## WORK TO BE COMPLETED:
List each line below that contains the word "clock".

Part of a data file
-- START --

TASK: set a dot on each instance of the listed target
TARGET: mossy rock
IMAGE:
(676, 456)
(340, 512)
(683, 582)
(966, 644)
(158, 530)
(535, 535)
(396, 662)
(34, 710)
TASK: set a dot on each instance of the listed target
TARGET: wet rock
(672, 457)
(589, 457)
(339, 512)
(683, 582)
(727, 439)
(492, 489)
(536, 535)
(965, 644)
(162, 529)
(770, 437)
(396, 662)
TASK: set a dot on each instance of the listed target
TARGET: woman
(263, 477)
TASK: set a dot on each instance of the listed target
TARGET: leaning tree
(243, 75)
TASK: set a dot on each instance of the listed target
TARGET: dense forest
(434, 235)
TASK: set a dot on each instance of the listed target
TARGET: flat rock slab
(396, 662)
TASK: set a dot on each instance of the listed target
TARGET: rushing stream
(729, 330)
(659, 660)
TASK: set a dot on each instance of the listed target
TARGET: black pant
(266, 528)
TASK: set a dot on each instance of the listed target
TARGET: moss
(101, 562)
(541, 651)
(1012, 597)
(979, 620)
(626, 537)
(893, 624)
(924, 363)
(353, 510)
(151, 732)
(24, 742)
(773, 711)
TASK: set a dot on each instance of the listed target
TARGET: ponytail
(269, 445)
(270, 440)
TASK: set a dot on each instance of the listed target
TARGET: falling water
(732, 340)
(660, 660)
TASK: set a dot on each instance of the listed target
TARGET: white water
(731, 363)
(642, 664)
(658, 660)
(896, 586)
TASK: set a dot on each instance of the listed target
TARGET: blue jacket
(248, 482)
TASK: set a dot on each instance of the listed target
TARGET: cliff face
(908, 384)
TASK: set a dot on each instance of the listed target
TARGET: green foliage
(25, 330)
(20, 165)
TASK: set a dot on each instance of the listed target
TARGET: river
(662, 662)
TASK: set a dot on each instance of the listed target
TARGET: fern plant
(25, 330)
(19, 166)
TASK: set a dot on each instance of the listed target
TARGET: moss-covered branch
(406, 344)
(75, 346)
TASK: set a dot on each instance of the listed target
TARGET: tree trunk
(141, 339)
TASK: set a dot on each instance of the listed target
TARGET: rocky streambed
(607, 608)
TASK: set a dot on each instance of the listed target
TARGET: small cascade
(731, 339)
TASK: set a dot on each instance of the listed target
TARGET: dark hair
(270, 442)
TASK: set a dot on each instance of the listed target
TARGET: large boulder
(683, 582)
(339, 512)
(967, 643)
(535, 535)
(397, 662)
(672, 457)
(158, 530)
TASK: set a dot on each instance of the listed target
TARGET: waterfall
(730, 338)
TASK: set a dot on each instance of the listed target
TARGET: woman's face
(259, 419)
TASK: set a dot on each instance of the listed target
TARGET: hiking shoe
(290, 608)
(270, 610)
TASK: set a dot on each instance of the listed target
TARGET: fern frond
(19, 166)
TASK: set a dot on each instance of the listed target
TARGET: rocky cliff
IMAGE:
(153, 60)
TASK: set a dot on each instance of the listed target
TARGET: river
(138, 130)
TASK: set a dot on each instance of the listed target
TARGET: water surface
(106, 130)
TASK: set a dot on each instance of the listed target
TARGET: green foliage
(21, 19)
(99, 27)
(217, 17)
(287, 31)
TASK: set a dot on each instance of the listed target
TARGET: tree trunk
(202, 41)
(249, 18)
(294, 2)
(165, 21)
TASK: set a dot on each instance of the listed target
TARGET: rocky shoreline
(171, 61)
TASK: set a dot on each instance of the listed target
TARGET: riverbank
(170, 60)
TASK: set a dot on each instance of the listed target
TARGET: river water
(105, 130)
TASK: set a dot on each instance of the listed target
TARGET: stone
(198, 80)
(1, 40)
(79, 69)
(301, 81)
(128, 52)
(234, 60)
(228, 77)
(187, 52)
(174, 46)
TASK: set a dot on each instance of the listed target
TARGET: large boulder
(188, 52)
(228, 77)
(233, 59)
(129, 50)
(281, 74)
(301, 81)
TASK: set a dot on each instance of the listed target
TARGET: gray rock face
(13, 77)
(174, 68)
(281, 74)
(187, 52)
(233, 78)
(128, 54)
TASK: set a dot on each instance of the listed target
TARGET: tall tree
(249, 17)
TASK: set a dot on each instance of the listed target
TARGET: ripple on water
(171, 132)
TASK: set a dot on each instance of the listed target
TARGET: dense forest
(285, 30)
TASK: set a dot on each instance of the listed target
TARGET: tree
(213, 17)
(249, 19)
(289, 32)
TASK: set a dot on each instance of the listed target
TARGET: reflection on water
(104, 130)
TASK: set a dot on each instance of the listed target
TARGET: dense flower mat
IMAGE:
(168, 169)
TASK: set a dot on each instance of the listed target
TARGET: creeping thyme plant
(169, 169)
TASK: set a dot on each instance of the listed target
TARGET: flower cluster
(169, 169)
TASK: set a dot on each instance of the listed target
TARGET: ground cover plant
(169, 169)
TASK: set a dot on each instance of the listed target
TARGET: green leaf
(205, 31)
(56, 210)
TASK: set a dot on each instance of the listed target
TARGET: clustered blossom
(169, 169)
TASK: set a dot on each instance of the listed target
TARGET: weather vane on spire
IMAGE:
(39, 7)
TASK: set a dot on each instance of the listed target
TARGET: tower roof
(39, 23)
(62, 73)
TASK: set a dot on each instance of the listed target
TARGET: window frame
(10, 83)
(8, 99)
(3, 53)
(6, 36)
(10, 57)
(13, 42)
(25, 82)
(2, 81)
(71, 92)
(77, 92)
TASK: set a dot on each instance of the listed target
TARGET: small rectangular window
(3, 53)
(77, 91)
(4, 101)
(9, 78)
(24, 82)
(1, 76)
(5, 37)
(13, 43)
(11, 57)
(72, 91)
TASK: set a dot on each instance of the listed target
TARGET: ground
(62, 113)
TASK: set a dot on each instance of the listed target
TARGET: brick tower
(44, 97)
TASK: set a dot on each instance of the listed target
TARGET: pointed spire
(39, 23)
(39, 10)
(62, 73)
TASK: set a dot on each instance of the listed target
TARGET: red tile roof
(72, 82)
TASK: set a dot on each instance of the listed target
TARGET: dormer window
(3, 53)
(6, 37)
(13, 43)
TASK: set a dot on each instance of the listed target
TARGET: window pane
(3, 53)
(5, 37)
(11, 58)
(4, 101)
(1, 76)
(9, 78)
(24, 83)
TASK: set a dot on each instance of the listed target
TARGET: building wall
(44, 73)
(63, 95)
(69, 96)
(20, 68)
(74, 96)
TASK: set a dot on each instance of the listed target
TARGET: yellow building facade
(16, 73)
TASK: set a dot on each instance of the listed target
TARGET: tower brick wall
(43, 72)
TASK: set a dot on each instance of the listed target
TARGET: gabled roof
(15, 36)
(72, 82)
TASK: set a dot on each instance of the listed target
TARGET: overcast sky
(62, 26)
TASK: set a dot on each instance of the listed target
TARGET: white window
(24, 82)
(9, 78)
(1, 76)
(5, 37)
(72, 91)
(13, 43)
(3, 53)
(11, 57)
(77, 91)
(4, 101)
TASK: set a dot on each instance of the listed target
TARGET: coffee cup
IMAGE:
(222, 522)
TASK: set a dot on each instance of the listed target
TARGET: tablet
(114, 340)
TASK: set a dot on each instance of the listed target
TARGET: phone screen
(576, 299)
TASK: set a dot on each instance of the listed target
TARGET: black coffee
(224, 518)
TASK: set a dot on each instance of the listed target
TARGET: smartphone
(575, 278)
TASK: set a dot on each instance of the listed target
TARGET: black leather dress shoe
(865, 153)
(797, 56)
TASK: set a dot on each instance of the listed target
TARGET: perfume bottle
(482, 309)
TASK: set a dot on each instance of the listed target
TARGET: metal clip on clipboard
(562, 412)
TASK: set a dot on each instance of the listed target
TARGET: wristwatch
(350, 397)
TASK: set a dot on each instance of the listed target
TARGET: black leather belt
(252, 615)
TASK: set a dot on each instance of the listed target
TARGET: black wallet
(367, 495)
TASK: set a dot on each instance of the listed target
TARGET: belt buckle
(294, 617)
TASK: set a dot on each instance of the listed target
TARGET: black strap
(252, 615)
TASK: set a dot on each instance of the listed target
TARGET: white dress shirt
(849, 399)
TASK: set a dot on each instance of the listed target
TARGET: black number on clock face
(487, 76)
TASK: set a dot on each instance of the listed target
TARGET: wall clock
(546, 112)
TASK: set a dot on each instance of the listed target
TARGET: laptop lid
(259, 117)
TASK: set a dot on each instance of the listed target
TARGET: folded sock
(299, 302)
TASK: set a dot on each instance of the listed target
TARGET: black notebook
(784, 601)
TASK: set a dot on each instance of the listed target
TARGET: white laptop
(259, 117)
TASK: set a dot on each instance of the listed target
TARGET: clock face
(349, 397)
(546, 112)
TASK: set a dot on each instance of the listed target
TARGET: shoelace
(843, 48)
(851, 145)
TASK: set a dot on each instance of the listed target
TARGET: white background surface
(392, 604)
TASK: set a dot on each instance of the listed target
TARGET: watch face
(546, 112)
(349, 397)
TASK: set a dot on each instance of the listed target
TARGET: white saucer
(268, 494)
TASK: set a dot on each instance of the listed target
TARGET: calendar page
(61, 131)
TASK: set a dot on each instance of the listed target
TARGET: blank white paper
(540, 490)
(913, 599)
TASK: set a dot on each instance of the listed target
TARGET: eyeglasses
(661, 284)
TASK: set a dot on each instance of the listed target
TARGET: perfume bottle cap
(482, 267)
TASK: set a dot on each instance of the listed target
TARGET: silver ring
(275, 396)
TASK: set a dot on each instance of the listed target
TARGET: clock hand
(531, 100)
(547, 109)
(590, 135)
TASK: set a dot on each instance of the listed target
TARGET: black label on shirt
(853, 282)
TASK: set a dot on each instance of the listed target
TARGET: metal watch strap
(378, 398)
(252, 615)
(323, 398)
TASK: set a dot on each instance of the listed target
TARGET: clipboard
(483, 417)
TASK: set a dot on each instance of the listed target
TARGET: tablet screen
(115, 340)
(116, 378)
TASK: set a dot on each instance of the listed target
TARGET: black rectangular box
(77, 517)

-- END --

## FULL SOLUTION:
TARGET: black number on clock face
TARGET: wall clock
TARGET: clock face
TARGET: clock hand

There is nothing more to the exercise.